GOAL OF THE EXERCISE: Extend the vignarola recipe text below, picking up after its last sentence.

TEXT PASSAGE:
>> start

Vignarola (Roman Spring Vegetables)

Micaela Pavoncello

10 minutes active, 40 minutes inactive

6 servings

Braised artichokes, peas, fava beans and onions in metal bowl

Photo by Penny De Los Santos

Come spring, Rome’s markets are brimming with prickly artichokes, and fresh fava beans and peas in their pods. This recipe from Roman tour guide Micaela Pavoncello makes the most of them. Serve it for Passover Seder alongside her recipes for roasted lamb shoulder with potatoes, braised artichokes, and creamy rice

Read about Micaela’s family on our partner the Jewish Food Society’s archive and find more Passover recipes here.

>> end

RAW DATA:

>> start

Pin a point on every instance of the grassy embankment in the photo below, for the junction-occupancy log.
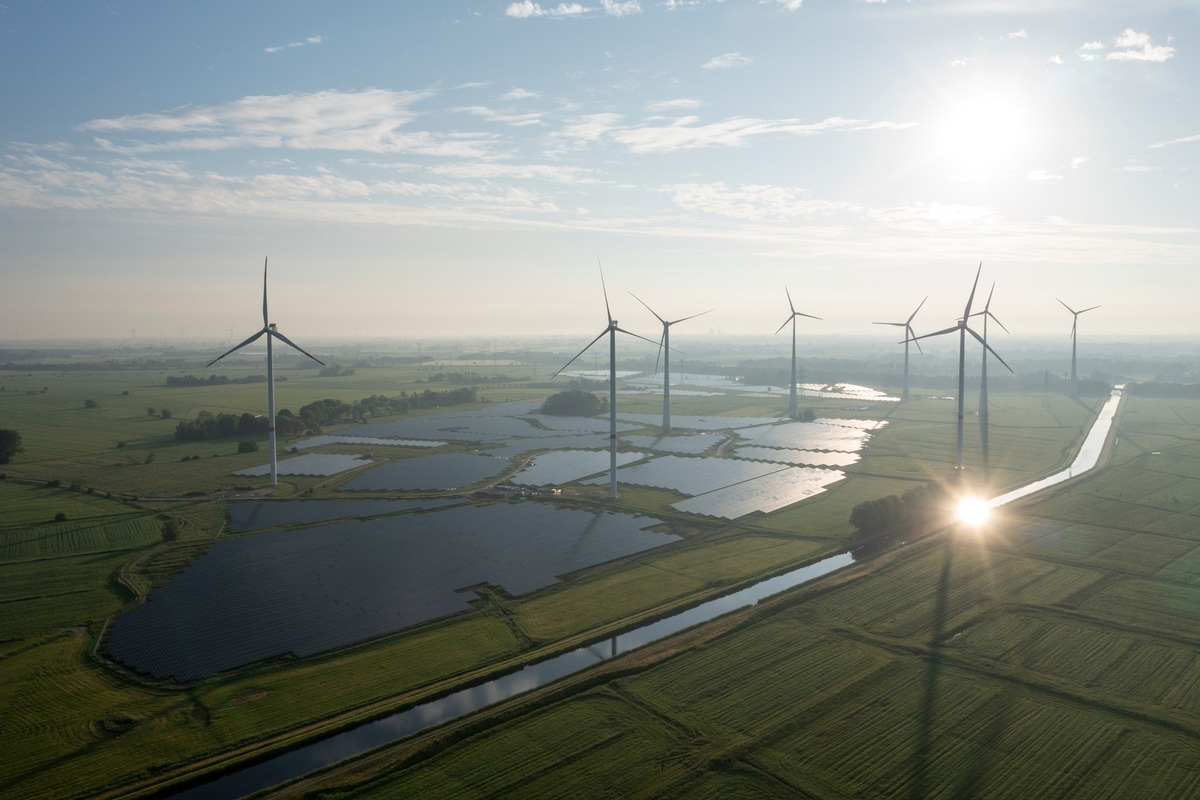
(78, 727)
(1055, 654)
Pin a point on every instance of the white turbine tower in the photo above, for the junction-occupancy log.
(1074, 323)
(611, 330)
(909, 336)
(271, 334)
(963, 329)
(791, 318)
(665, 354)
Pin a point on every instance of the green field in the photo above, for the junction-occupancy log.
(1047, 657)
(81, 727)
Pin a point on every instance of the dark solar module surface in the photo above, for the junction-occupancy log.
(443, 471)
(305, 591)
(276, 513)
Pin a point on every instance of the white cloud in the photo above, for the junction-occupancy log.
(1134, 46)
(726, 61)
(311, 40)
(684, 134)
(369, 121)
(615, 8)
(516, 92)
(679, 103)
(527, 8)
(1186, 139)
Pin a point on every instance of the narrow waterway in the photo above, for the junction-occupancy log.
(358, 740)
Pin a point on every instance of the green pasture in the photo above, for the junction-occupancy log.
(1051, 654)
(85, 727)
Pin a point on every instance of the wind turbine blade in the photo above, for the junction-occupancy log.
(265, 324)
(966, 313)
(648, 308)
(294, 346)
(603, 334)
(604, 288)
(989, 348)
(684, 319)
(235, 348)
(918, 308)
(634, 335)
(945, 330)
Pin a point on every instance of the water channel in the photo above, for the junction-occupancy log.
(358, 740)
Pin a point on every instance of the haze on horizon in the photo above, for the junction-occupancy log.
(456, 169)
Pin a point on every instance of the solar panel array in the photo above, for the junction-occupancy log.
(258, 515)
(569, 465)
(767, 493)
(315, 589)
(690, 475)
(335, 439)
(311, 464)
(691, 444)
(441, 471)
(807, 457)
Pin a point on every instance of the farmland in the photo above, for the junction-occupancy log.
(85, 727)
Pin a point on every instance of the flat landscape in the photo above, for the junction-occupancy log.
(942, 668)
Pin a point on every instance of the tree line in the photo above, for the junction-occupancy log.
(317, 414)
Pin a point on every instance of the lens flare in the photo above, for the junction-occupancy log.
(973, 511)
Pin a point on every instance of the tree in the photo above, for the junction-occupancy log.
(574, 402)
(10, 445)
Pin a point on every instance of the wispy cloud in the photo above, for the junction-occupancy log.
(527, 8)
(727, 61)
(1186, 139)
(370, 121)
(1135, 46)
(311, 40)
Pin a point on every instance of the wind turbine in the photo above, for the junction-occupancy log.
(791, 405)
(910, 336)
(271, 334)
(1074, 323)
(983, 368)
(964, 329)
(611, 330)
(665, 354)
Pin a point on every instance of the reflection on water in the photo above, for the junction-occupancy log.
(358, 740)
(1089, 453)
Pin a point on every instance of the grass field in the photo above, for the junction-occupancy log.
(76, 727)
(1053, 656)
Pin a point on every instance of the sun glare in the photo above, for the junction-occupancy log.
(983, 132)
(973, 511)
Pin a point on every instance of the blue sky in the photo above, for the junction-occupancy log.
(424, 169)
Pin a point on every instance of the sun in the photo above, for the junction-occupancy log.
(983, 130)
(973, 512)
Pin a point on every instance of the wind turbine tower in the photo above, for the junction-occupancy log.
(271, 334)
(910, 336)
(791, 405)
(1074, 325)
(963, 329)
(611, 330)
(665, 354)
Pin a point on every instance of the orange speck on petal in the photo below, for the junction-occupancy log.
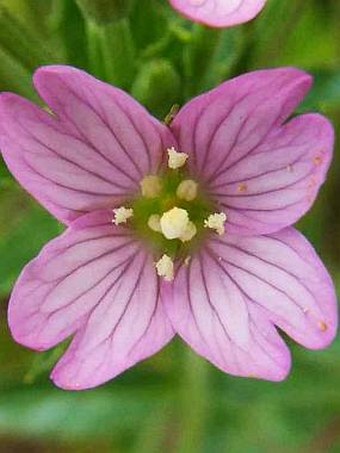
(312, 182)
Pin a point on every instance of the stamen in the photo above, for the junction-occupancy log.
(216, 222)
(189, 233)
(165, 268)
(154, 223)
(176, 159)
(187, 190)
(151, 186)
(121, 215)
(174, 223)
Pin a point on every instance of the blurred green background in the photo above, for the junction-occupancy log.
(174, 401)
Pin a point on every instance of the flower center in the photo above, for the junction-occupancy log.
(171, 215)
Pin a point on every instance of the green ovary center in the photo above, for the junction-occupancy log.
(171, 215)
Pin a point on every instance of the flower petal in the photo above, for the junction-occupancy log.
(92, 155)
(226, 302)
(264, 174)
(97, 280)
(219, 13)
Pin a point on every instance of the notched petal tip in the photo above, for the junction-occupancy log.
(218, 13)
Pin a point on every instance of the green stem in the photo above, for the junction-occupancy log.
(193, 405)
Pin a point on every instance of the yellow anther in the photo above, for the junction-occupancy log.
(189, 233)
(165, 268)
(151, 186)
(154, 223)
(121, 215)
(176, 159)
(216, 222)
(187, 190)
(174, 223)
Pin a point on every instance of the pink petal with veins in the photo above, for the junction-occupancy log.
(219, 13)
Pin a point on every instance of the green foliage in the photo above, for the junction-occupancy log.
(174, 401)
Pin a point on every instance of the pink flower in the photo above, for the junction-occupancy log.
(108, 280)
(219, 13)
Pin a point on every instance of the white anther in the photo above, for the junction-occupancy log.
(174, 223)
(216, 222)
(189, 233)
(121, 215)
(154, 223)
(165, 268)
(151, 186)
(176, 159)
(187, 190)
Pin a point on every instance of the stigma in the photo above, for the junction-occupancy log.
(174, 223)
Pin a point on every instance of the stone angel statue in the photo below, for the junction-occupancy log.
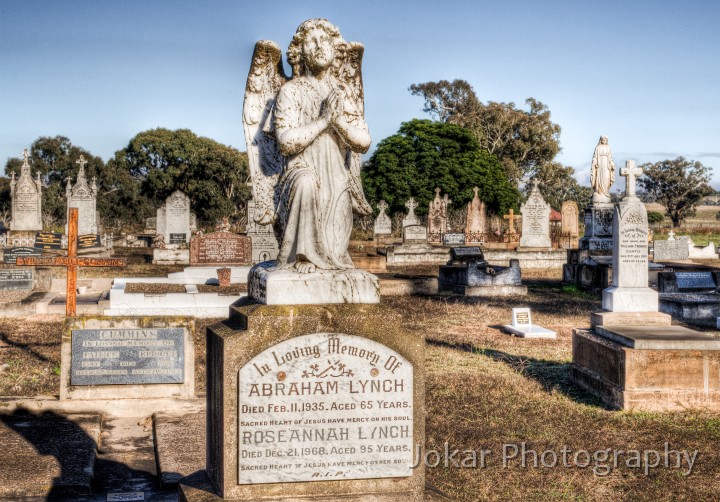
(305, 136)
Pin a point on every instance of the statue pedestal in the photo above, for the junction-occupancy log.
(286, 286)
(598, 227)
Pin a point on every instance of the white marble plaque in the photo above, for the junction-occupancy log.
(325, 406)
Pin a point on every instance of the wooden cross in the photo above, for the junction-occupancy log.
(72, 262)
(631, 173)
(411, 205)
(511, 220)
(81, 161)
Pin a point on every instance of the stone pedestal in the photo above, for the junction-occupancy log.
(286, 286)
(598, 227)
(278, 372)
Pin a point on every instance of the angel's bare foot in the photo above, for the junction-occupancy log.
(304, 267)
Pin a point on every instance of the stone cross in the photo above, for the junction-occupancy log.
(81, 161)
(631, 173)
(511, 220)
(72, 262)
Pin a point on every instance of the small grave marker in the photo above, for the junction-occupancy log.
(523, 327)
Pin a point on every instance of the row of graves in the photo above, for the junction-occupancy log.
(533, 245)
(314, 387)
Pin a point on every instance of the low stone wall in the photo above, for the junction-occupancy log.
(528, 259)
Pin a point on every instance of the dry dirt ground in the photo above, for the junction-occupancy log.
(490, 391)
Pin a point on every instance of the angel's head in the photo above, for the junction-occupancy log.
(315, 47)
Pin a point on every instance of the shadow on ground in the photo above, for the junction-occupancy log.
(553, 376)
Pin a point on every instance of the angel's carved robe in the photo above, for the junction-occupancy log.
(315, 207)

>> end

EXERCISE ANSWER:
2 tablespoons olive oil

4 fresh white cippolini onions, peeled and quartered

Juice of 1 lemon

2 small artichokes

1 cup fresh fava beans 

1 cup fresh green peas

1 ½ teaspoons salt

4 leaves romaine lettuce, cut into 2-3 inch pieces

  1. Place the pol into a pot over medium-low heat. Add the onions and saute until softened, 5-7 minutes. 
  2. In the meantime, trim the artichokes. Using a serrated knife, cut off the top third of the artichoke. Trim ¼ inch off of the stem. Use your hands to peel off the rough outer leaves on the lower section of the artichoke, to expose the tender and lighter leaves. Use a peeler to peel the artichoke stem. Use a spoon or a melon baller to scoop out the spiky “choke” in the center of the artichoke heart. Place the trimmed artichoke into the lemon water. Repeat trimming the remaining artichoke. Cut each trimmed artichoke into 8 pieces lengthwise. 
  3. Add the artichokes, fava beans and peas into the pot with the onions. Season with salt and cook over low-medium heat for 2-4 minutes. 
  4. Place the lettuce over the vegetables in one layer. Pour ¼ cup of water over the lettuce. Put a tight-fitting lid on the pot.
  5. Cook on low heat for 45-50 minutes or until the vegetables are tender.
  6. Serve hot.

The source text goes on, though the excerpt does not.